Résumé de Tombée d’une autre planète par Calmann Levy Graphic : New York dans les années 1950. Patricia Highsmith écrit de mauvaise grâce des comics pour les incultes, avec pour seule compagnie, Spider, son chat siamois. Elle boit, elle fume, elle déteste les gens et la vie… Elle sait qu’elle peut mieux faire. Son cerveau bouillonne d’images du grand roman qu’elle pourrait et devrait écrire, et qui deviendra L’Inconnu du Nord-Express. Dans le même temps, Pat, qui vit très mal son homosexualité, essaie tant bien que mal de suivre une thérapie de conversion, laissant dans son sillage nombre de conquêtes sexuelles et de cœurs brisés. Toutefois, l’une de ces liaisons, et une rencontre fortuite dans un grand magasin, lui donneront l’idée de son roman chéri, Carol. Le récit d’un amour lesbien qui sera le premier dans son genre, car il offre aux protagonistes une fin heureuse.

© Ellis/Templer chez Calmann-Levy

Pas facile d’être une femme, d’être soi tout simplement. C’est encore vrai, aujourd’hui, alors que tant de progrès sont encore à faire, mais je ne vous dis pas dans années 50… Encore plus quand on appartient à ce que d’aucuns disent ‘minorités’ pour mieux les exclure du débat, les moquer, si pas pire. Dans un monde où l’homme, patriarche, viril, dicte sa loi, Patricia Highsmith est une sacrée personnalité, pas du genre à se laisser faire. Brute de décoffrage, ce à quoi ses employeurs, son entourage, sa psychologue, le monde d’avant ne sont pas préparés.

© Hannah Templer
© Ellis/Templer chez Calmann-Levy

Avant de devenir une best-seller – encore fallait-il que son agent arrive à vendre l’Inconnu du Nord-Express, oui, cela semble fou -, c’est dans l’ombre que Patricia Highsmith- a commencé sa carrière d’écrivaine, pour l’industrie des… comics. Soit Exciting Comics puis Timely Comics (l’ancêtre de Marvel) en secret, après une rencontre avec un Stan Lee, qui avait de la suite dans les idées… pas forcément celle à laquelle Patty pensait.

© Ellis/Templer chez Abram US
© Hannah Templer

Dans sa vie comme son métier, Patricia voulait exister pour ce qu’elle est, de manière détonante (comme les images qui lui viennent en tête quand elle écrit). Que ce soit dans des histoires pas toujours glorieuses (qu’on ne signe pas d’ailleurs) pour les illustrés ou ses romans plus personnels et musclés. Car on n’explore et n’explose pas ses talents en les refoulants.

▸ **DONNÉES ENREGISTRÉES**:
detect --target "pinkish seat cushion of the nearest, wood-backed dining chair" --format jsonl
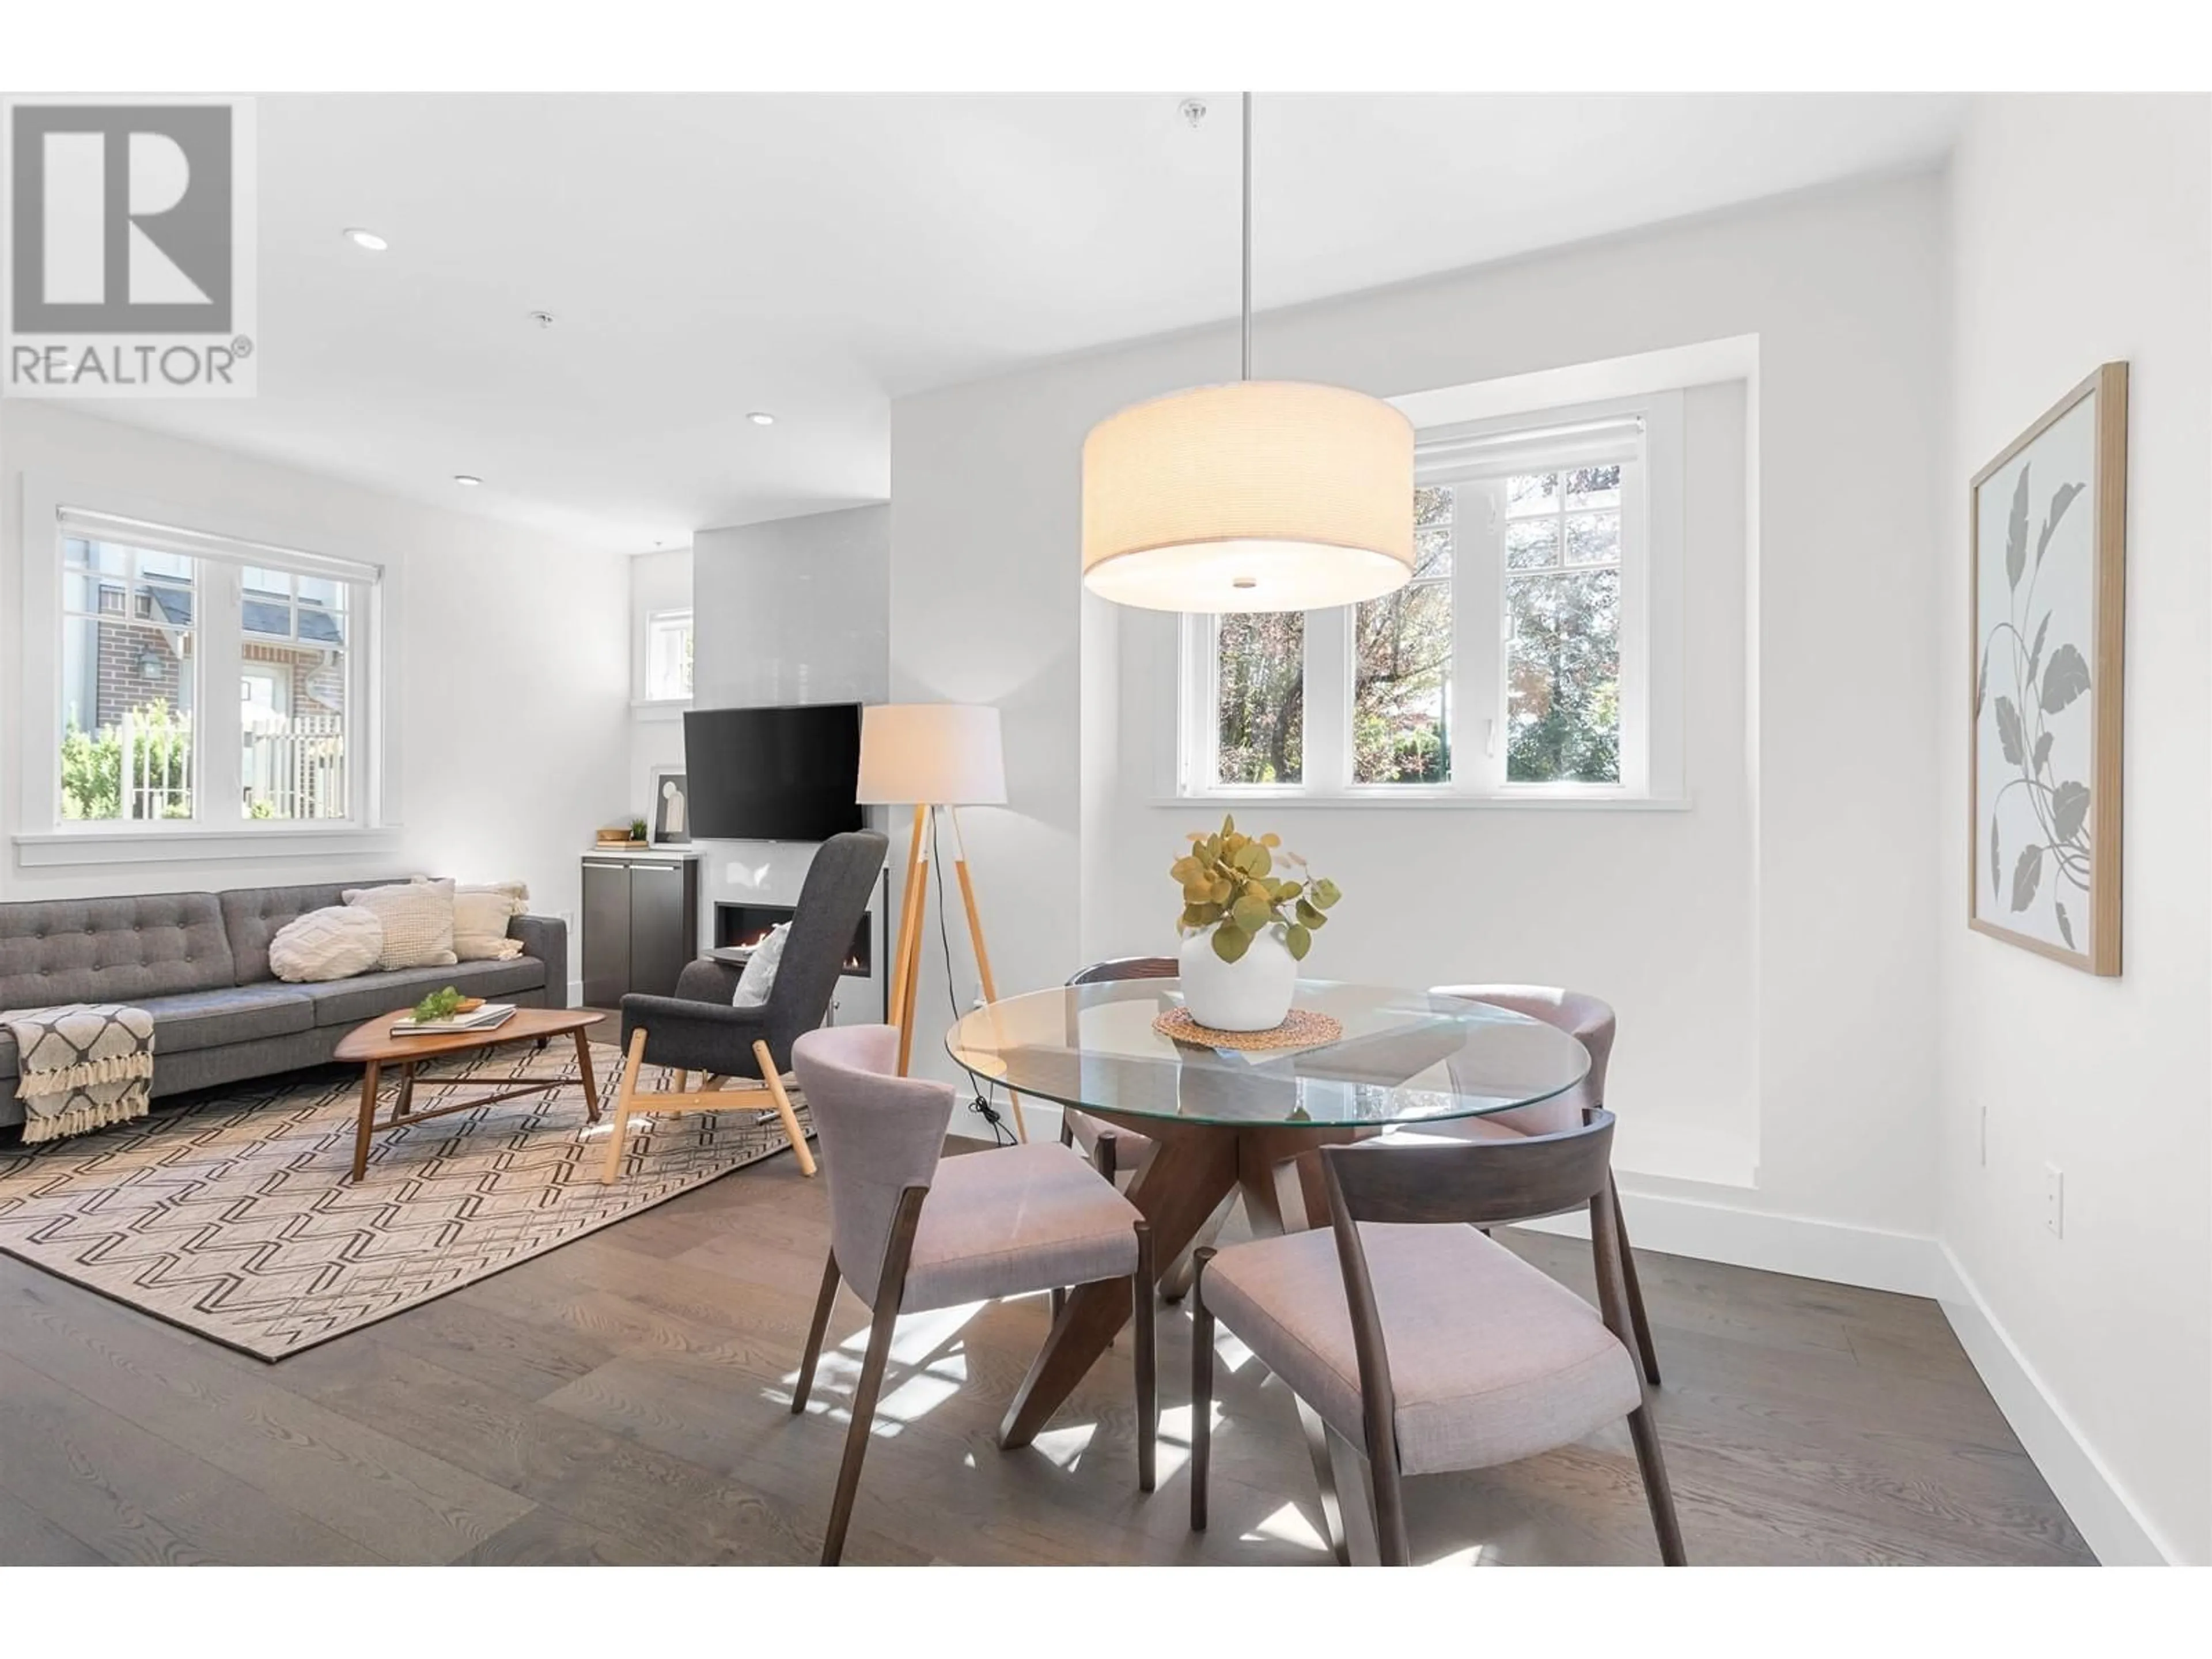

▸ **CONSIGNES DE L'EXERCICE**:
**1)** D'après l'extrait sur Patricia Highsmith, qui ou quoi n'est pas préparé à sa personnalité « brute de décoffrage » ?
**2)** Pourriez-vous prolonger l'extrait sur Patricia Highsmith en reprenant juste après sa dernière phrase ?

▸ **CORRIGÉ DE L'EXERCICE**:
**1)** Ses employeurs, son entourage, sa psychologue et le monde d'avant.

**2)**
Malgré tout, Patricia Highsmith, conditionnée par le monde qui l’entoure et désapprouve ses mœurs (de quel droit?), se fait suivre psychologiquement et va même dans des séances réservées aux homosexuels anonymes pour être remise sur le droit chemin. Mais en compagnie, comme elle le dit, de femmes qui ont les mêmes idées qu’elle, cela ne risque-t-il pas de faire feu d’artifice, et de libérer notre héroïne au-delà de la vie par procuration qu’elle fait mener à ses personnages littéraires. Mais, malheureusement, Pat peut faire des choix, forts, pour elle, mais pas contraindre les autres à briser leur coquille.

© Ellis/Templer chez Abram US
© Ellis/Templer chez Calmann-Levy

Mêlant, fusionnant parfois, les turpitudes professionnelles et personnelles, les deux autrices réalisent une biographie complètement BD, comics même, avec des codes pop, des idées très graphiques et poétiques pour faire se confondre la forme, le fond et la vie de l’artiste. C’est captivant. J’ai passé un bon moment à découvrir cette romancière qui m’était inconnue, je dois l’avouer, et qui est tellement insaisissable (quitte, dans d’autres registres, à créer la polémique) qu’elle insuffle le suspense et le rythme de cette histoire folle, édifiante et enrichissante. Un coup de coeur.

© Ellis/Templer chez Calmann-Levy

À lire chez Calmann Lévy Graphic.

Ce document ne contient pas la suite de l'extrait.